DATA SUPPLIED:

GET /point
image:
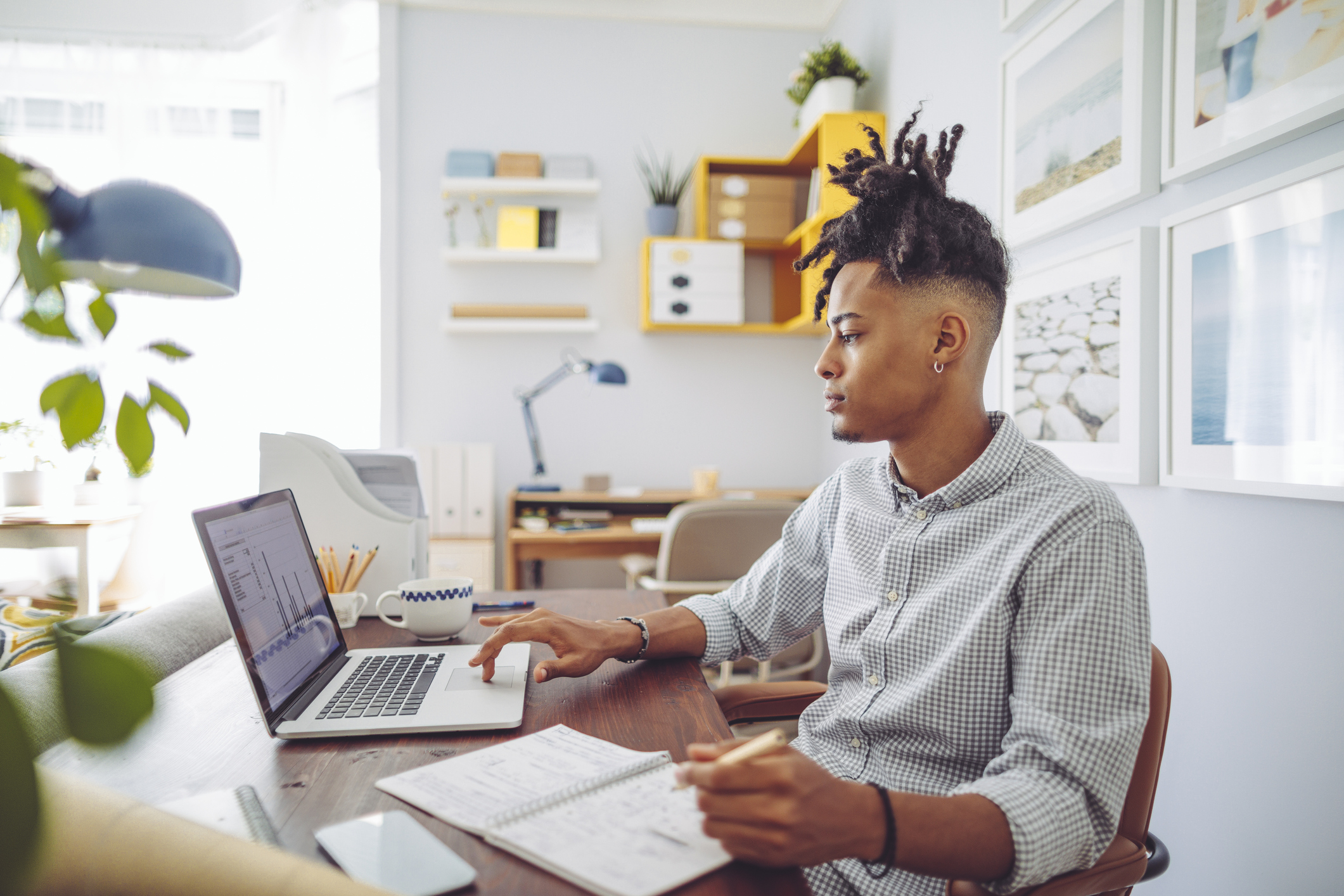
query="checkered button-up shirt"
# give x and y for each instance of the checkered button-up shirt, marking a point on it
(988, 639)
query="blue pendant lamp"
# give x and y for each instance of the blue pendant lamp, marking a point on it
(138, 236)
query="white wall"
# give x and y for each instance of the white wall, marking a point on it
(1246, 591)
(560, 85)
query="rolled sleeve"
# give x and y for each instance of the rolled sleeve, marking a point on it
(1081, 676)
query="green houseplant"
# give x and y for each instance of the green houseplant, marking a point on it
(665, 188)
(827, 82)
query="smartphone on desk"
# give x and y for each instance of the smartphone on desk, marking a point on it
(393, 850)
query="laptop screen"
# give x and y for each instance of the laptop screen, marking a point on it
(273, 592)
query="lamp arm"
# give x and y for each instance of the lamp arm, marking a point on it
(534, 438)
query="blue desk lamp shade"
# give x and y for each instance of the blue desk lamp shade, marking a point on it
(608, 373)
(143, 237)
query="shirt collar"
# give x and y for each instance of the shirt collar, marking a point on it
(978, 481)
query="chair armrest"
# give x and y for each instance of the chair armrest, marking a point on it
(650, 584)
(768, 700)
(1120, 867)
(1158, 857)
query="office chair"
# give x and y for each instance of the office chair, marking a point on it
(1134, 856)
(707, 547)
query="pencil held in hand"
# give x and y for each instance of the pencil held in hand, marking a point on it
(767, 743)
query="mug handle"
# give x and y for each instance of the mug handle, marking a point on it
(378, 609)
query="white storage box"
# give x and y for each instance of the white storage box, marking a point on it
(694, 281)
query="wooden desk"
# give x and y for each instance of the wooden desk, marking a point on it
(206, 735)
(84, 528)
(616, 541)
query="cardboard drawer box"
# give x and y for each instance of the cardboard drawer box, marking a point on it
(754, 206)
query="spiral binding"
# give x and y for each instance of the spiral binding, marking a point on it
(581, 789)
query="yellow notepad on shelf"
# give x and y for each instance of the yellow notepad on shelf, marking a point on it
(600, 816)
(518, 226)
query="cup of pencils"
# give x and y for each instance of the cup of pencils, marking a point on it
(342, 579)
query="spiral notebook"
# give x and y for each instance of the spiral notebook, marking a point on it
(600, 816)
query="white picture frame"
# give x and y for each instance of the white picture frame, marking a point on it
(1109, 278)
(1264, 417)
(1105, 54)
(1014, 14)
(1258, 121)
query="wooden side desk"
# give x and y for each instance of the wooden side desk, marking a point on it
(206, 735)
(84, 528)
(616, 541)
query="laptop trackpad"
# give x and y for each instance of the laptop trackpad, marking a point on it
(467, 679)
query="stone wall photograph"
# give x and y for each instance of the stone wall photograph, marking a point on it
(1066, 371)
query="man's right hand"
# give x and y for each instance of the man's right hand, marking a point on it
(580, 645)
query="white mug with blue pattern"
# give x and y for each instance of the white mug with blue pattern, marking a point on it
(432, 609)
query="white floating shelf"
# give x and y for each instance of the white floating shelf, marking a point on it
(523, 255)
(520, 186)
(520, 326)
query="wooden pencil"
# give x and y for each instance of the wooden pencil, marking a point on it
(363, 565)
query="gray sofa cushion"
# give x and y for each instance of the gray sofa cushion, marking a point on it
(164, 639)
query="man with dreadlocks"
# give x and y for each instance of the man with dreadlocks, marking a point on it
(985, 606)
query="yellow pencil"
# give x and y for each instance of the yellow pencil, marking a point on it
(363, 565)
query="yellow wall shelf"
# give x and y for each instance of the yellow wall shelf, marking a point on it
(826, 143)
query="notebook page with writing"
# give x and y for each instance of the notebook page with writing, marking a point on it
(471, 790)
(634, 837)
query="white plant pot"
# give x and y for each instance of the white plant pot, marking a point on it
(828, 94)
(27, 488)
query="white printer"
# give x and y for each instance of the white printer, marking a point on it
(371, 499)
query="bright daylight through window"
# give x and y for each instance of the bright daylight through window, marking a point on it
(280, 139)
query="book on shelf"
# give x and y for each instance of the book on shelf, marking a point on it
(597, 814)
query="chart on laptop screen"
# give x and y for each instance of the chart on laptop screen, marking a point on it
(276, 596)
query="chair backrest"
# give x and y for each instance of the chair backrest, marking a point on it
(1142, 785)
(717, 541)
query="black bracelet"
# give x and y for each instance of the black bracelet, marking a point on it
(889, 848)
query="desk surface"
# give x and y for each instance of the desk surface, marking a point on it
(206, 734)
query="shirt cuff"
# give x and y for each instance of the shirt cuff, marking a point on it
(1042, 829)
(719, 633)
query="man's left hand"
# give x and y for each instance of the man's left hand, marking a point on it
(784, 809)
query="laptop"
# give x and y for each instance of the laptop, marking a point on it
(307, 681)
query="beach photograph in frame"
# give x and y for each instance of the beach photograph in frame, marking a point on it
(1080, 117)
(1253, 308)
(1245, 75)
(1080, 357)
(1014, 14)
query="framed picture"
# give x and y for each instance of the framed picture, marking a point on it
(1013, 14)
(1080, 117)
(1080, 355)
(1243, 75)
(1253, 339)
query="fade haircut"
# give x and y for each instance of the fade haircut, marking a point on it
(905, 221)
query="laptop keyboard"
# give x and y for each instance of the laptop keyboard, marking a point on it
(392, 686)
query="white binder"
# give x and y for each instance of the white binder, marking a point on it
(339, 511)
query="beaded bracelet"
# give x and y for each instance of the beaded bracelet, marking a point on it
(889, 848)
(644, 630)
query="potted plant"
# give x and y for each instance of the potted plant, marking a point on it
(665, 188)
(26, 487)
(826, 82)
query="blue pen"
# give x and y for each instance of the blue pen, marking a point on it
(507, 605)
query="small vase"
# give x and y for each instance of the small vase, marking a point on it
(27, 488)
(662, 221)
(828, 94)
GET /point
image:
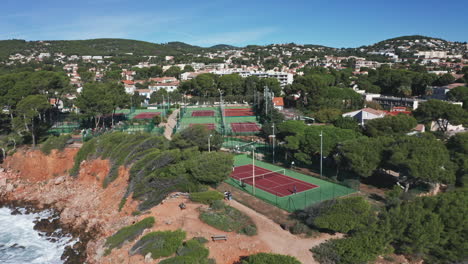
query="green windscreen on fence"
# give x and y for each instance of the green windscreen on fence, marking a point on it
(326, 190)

THE TASK:
Transcribe the entries above verbatim, omitting their pictures.

WRITTEN SOLUTION:
GET /point
image:
query="checkered button-up shirt"
# give x and y for each instance of the checkered button-up shirt, marking a point on it
(988, 639)
query="blue pendant lamp"
# give x and y for each instance of the blue pendant lamp, marking a point on it
(138, 236)
query="white wall"
# give x and y for each instance of the white wall, marking a point on it
(1246, 591)
(560, 85)
query="rolled sleeve"
# give x and y for each instance of the rolled sleeve, marking a point on it
(1081, 676)
query="green houseplant"
# give x and y for each instance of the green houseplant, marking a point on it
(665, 188)
(827, 82)
query="smartphone on desk"
# give x and y for each instance of the smartphone on desk, marking a point on it
(393, 850)
query="laptop screen"
# give x and y for each instance of the laptop screen, marking a point on it
(273, 592)
query="lamp arm"
# give x and y for each instance of the lamp arm, marking a point on it
(534, 438)
query="blue desk lamp shade"
# give x and y for each instance of the blue desk lamp shade, marking a point on it
(608, 373)
(143, 237)
query="shirt collar"
# give x and y for each instance of the shirt collar, marking a point on it
(978, 481)
query="chair armrest"
# give x and y for each instance of the chair armrest, marking a point on it
(650, 584)
(768, 700)
(1120, 867)
(1158, 857)
query="office chair"
# give x and y for each instance of the office chair, marking a point on it
(1134, 856)
(707, 547)
query="pencil held in hand"
# give x and y for each instance of the pencil held in hand, marking a point on it
(767, 743)
query="mug handle"
# give x and y for each instance of the mug handle, marking a point on it
(378, 609)
query="white storage box"
# give x and y for each instance of the white storage box, marking a point on it
(694, 281)
query="wooden desk"
# give x and y for each instance of the wooden desk, marking a point on it
(206, 735)
(84, 528)
(616, 541)
query="cardboard drawer box"
# give x and y for each instance of the cardboard drawer box, marking a point on it
(754, 206)
query="spiral binding"
# give x and y for each instance of the spiral binding, marking a point on it
(581, 789)
query="yellow notepad on shelf"
# give x and y for each instance of the yellow notepad on shelf, marking a point on it
(600, 816)
(518, 226)
query="cup of pencils"
# give x and y for each instance of the cup of pencils, marking a point on it
(342, 579)
query="spiral notebook"
# give x and y for each instance of the spiral notebook, marking a point on it
(600, 816)
query="white picture frame"
# give x and y for each instance of the white picture frame, marking a point on it
(1109, 278)
(1264, 417)
(1105, 54)
(1014, 14)
(1258, 121)
query="wooden side desk"
# give x and y for each instance of the wooden side desk, marking a point on it
(206, 735)
(84, 528)
(616, 541)
query="laptop trackpad"
# give x and y for each instance of the laptop trackpad, marking a point on it
(467, 679)
query="stone wall photograph"
# give x and y for each instance of the stone wall photograph, marking a point on it
(1066, 371)
query="man's right hand"
# give x and y for each instance of the man's right hand, marking a point on it
(580, 645)
query="white mug with blue pattern"
# give x and y for each instance of the white mug with blue pattern, marking a point on it
(432, 609)
query="white floating shelf"
# give x and y for each instance of the white floating shelf, marking a point on it
(523, 255)
(520, 186)
(520, 326)
query="wooden pencil"
# give x and y for each instance of the wooden pencil, marking a point on it
(363, 565)
query="gray sofa cushion"
# give x and y for each instance of the gray sofa cushion, marking a point on it
(164, 639)
query="man with dreadlocks"
# give x and y for each instance of the man with dreadlocks, marking a point on it
(985, 606)
query="yellow pencil"
# give x and y for each instance of the yellow pencil, marking a point on it
(363, 565)
query="yellow wall shelf"
# give x and y for each instance of the yellow wall shelf, marking a point on it
(826, 143)
query="notebook page with writing"
# give x and y for each instance of the notebook page with writing, marking a point on it
(471, 790)
(634, 837)
query="white plant pot"
# give x and y for each instance of the white plant pot, marking a point on it
(828, 94)
(27, 488)
query="white printer"
# give x and y for each instance of the white printer, marking a point on it
(371, 499)
query="bright daylight through window"
# give x and y for each instance of the bright daylight through window, marking a point on it
(280, 139)
query="book on shelf"
# give x and y for each instance of the book on shelf, marking a point on it
(597, 814)
query="chart on laptop screen"
# give x and y for each instance of the chart on laptop screen, marking a point on it
(276, 596)
query="chair backrest"
# give x and y for each instance of the chair backrest, marking a point on it
(1142, 785)
(717, 541)
query="black bracelet"
# give x and y for each instance of the black bracelet, marking a point on it
(889, 848)
query="desk surface"
# give x and y for each instance of the desk surface, marking a point on it
(206, 734)
query="shirt cuff"
# give x and y for each instance of the shirt cuff, marking a point on it
(1042, 829)
(719, 633)
query="man's left hand"
# give x and y for each instance of the man's left hand, marking a point on it
(784, 809)
query="laptop"
# give x and y for each instance of the laptop, marking a point on it
(307, 681)
query="beach photograph in frame"
# give x and y for each instance of the beach photograph in frame, marking a point on it
(1080, 117)
(1253, 308)
(1245, 75)
(1080, 357)
(1014, 14)
query="framed picture"
# give x and y for each instance of the framed picture, marking a point on it
(1013, 14)
(1080, 117)
(1080, 355)
(1243, 75)
(1253, 339)
query="fade haircut"
# give x and y for each instance of the fade haircut, marking a point on it
(905, 221)
query="laptop keyboard"
# give x and y for each instance of the laptop keyboard, marking a point on it
(392, 686)
query="white binder"
# give x and y for each instance of the white binder, marking a point on it
(339, 511)
query="beaded bracelet"
# give x and y for each instance of the beaded bracelet, marking a point on it
(889, 848)
(644, 630)
query="potted plant"
# give x and y for each instance of the potted plant, marking a point on it
(665, 188)
(26, 487)
(826, 82)
query="blue pen"
# give x and y for each instance of the blue pen, marking a point on it
(507, 605)
query="small vase"
# give x and y for each instance of the small vase, marking a point on it
(27, 488)
(662, 221)
(828, 94)
GET /point
image:
query="green windscreen on fence"
# give x and y for each instance of the green windscreen on fence, marking a point on it
(326, 190)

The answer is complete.